Quoted passage:
The Mindfunda Book review is a guest post written by Meredith Eastwood. Wild Women, it’s time to gather around. Activist, Witch, and author, Danielle Dulsky has published a new book called The Holy Wild: A Heathen Bible for the Untamed Woman.
The Holy Wild is a timely literary achievement worthy of a laurel wreath. It is a poetically written book that explores the power of the wild feminine and her stories of loss, love, and transformation. The themes of the book transcend genre boundaries of any one feminine or goddess perspective. Readers are addressed primarily as priestesses but also referred to as witches, prophetesses, wisdom keepers, sages, and hunters. Dulsky speaks to the threefold goddess, maiden, mother and crone, in each women while referencing lessons of the elements and associated wild feminine archetypes in the 5 Books of Earth, Water, Fire, Air and Ether.
The reader is invited to journey down the Red Road of healing, wholeness, and integration through verses, rituals, magick, and the revisioning of ancient stories surrounding shamed women archetypes in Western religion. They include Lilith, Salome, Mother of Babylon, Mary Magdalene, and Jezebel. Each elemental Book provides rituals, and practices to the priestess for releasing social conditioning and for becoming “the authentic embodiment of the woman she needed when she was younger.”
They involve writing, circles, incantations, divinations, prayers, dances, songs, and spell crafts for grounding, healing, protection, releasing, manifesting, vibration raising, intention setting, and energy infusing. All of these activities help the practitioner heal herself and her relationships, and ultimately enable her to become “a change agent” and “holy weaver” in the outer world. I followed the Red Road through each of the Books of Elements discovering through the rituals and exercises my own personal gifts of insight.

Records for the task:

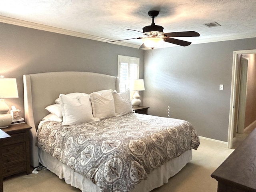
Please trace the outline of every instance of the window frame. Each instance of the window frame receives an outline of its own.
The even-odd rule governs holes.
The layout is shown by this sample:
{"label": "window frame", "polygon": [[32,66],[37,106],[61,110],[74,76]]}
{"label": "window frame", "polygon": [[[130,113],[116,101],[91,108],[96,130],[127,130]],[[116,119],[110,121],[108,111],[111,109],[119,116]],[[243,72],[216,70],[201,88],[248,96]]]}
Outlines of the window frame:
{"label": "window frame", "polygon": [[[135,74],[135,76],[136,77],[137,79],[139,78],[139,75],[140,75],[140,58],[138,57],[131,57],[129,56],[125,56],[123,55],[118,55],[118,72],[117,72],[117,76],[119,79],[119,84],[120,86],[120,87],[121,85],[121,84],[120,83],[120,70],[121,69],[121,59],[122,60],[126,60],[127,61],[127,62],[126,62],[125,63],[127,63],[128,64],[128,73],[127,76],[128,76],[128,79],[126,80],[128,80],[128,83],[125,84],[126,86],[126,90],[128,88],[129,88],[129,80],[131,80],[132,79],[130,78],[130,68],[131,68],[131,64],[136,64],[137,65],[137,74]],[[136,62],[137,64],[134,63],[135,62],[130,62],[131,60],[135,60],[136,61]],[[123,63],[124,62],[122,62]],[[132,79],[134,79],[134,78],[132,78]],[[123,84],[122,84],[122,85]],[[122,88],[120,87],[120,92],[122,92],[122,91],[124,91],[125,90],[122,90]]]}

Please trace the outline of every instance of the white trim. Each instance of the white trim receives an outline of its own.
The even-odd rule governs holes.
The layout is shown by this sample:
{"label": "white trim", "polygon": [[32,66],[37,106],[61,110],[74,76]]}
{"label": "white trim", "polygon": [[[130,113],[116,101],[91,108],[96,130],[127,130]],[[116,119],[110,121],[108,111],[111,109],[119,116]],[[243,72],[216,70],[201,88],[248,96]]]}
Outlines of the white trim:
{"label": "white trim", "polygon": [[211,139],[210,138],[208,138],[207,137],[202,137],[202,136],[199,136],[199,137],[200,139],[200,140],[201,141],[203,141],[204,140],[205,141],[210,141],[213,142],[213,144],[214,144],[215,146],[218,146],[219,147],[224,147],[225,148],[227,148],[228,147],[228,142],[216,140],[216,139]]}
{"label": "white trim", "polygon": [[[4,17],[1,16],[0,16],[0,22],[11,24],[12,25],[18,25],[22,27],[27,27],[28,28],[31,28],[32,29],[42,30],[45,31],[48,31],[49,32],[63,34],[64,35],[70,35],[74,37],[80,37],[81,38],[84,38],[85,39],[101,41],[102,42],[107,42],[108,41],[112,40],[111,39],[108,39],[105,38],[94,36],[93,35],[88,35],[88,34],[86,34],[85,33],[80,33],[79,32],[76,32],[70,30],[67,30],[66,29],[62,29],[61,28],[52,27],[51,26],[42,25],[42,24],[38,24],[38,23],[29,22],[16,19],[14,19],[13,18]],[[137,45],[135,45],[134,44],[128,43],[121,41],[112,42],[110,43],[122,45],[123,46],[126,46],[127,47],[133,47],[134,48],[138,48],[140,47],[140,46]]]}
{"label": "white trim", "polygon": [[[48,31],[50,32],[53,32],[54,33],[59,33],[65,35],[70,35],[75,37],[80,37],[86,39],[91,39],[96,41],[101,41],[103,42],[106,42],[110,41],[113,40],[108,39],[107,38],[99,37],[96,36],[94,36],[91,35],[86,34],[85,33],[76,32],[70,30],[58,28],[56,27],[48,26],[42,24],[30,22],[28,21],[24,21],[17,19],[11,18],[10,17],[5,17],[0,16],[0,22],[12,25],[18,25],[22,27],[31,28],[32,29],[38,29],[43,31]],[[253,38],[256,37],[256,33],[252,33],[247,34],[242,34],[239,35],[235,35],[230,36],[222,36],[218,37],[214,37],[212,38],[208,38],[206,39],[200,39],[193,41],[192,44],[199,44],[201,43],[210,43],[212,42],[216,42],[218,41],[228,41],[230,40],[235,40],[236,39],[246,39],[248,38]],[[111,42],[113,44],[115,44],[122,46],[126,46],[127,47],[132,47],[133,48],[139,48],[140,45],[136,45],[131,43],[128,43],[124,41],[117,41],[115,42]],[[178,46],[172,44],[163,44],[161,46],[156,48],[161,48],[165,47],[170,47],[175,46]],[[148,48],[146,49],[151,49]]]}
{"label": "white trim", "polygon": [[[233,106],[236,102],[236,82],[237,78],[237,66],[239,64],[237,59],[239,54],[256,54],[256,49],[234,51],[233,57],[233,67],[232,68],[232,80],[231,82],[231,92],[229,112],[229,120],[228,123],[228,147],[232,148],[233,146],[233,135],[234,134],[234,123],[235,109]],[[236,107],[236,106],[235,106]]]}

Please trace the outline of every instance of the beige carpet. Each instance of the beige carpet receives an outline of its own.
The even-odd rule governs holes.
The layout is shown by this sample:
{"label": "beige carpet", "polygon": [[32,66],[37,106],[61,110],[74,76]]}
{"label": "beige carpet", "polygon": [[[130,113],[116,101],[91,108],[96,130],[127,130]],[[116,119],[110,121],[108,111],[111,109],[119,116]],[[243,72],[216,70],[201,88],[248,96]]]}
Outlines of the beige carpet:
{"label": "beige carpet", "polygon": [[[200,141],[197,150],[193,150],[190,162],[168,183],[152,192],[216,192],[217,182],[211,174],[233,152],[215,143]],[[6,178],[4,192],[67,192],[81,191],[65,183],[50,171],[42,170],[38,174],[20,174]]]}

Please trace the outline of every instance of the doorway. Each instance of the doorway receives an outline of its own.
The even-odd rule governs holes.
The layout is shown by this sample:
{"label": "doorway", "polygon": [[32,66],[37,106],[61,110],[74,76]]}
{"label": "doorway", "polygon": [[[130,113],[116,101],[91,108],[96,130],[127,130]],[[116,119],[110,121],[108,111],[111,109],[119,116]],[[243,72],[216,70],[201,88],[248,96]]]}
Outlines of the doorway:
{"label": "doorway", "polygon": [[[238,98],[239,97],[240,90],[244,89],[244,87],[243,87],[242,86],[241,86],[241,89],[240,89],[240,86],[239,86],[241,80],[240,73],[241,72],[241,57],[243,54],[256,54],[256,50],[235,51],[234,52],[228,126],[228,147],[229,148],[231,148],[232,147],[233,142],[234,140],[234,138],[235,138],[236,134],[237,131],[237,117],[240,106],[238,97]],[[246,63],[246,58],[245,58],[245,60],[243,61],[242,60],[242,61]],[[242,108],[243,107],[241,106],[241,107]],[[243,112],[240,112],[242,115]],[[242,118],[240,117],[240,118]]]}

Problems:
A) Answer these questions using the book review:
(i) Who wrote the guest post?
(ii) What are the five Books that the review names?
(iii) Which shamed women archetypes from Western religion does the review list?
B) In the records, switch "beige carpet" to "tan rug" in the stretch from the line containing "Please trace the outline of every instance of the beige" through the line containing "Outlines of the beige", leaving everything else unchanged. Give back only those lines.
The review and the records have no connection to each other.

The answers:
A)
(i) Meredith Eastwood
(ii) Earth, Water, Fire, Air and Ether
(iii) Lilith, Salome, Mother of Babylon, Mary Magdalene, and Jezebel

B)
Please trace the outline of every instance of the tan rug. Each instance of the tan rug receives an outline of its own.
The even-odd rule governs holes.
The layout is shown by this sample:
{"label": "tan rug", "polygon": [[32,66],[37,106],[61,110],[74,76]]}
{"label": "tan rug", "polygon": [[[130,113],[116,101],[91,108],[96,130],[127,130]],[[116,119],[110,121],[108,111],[111,109],[119,116]],[[243,72],[216,70],[201,88],[248,96]]]}
Outlines of the tan rug:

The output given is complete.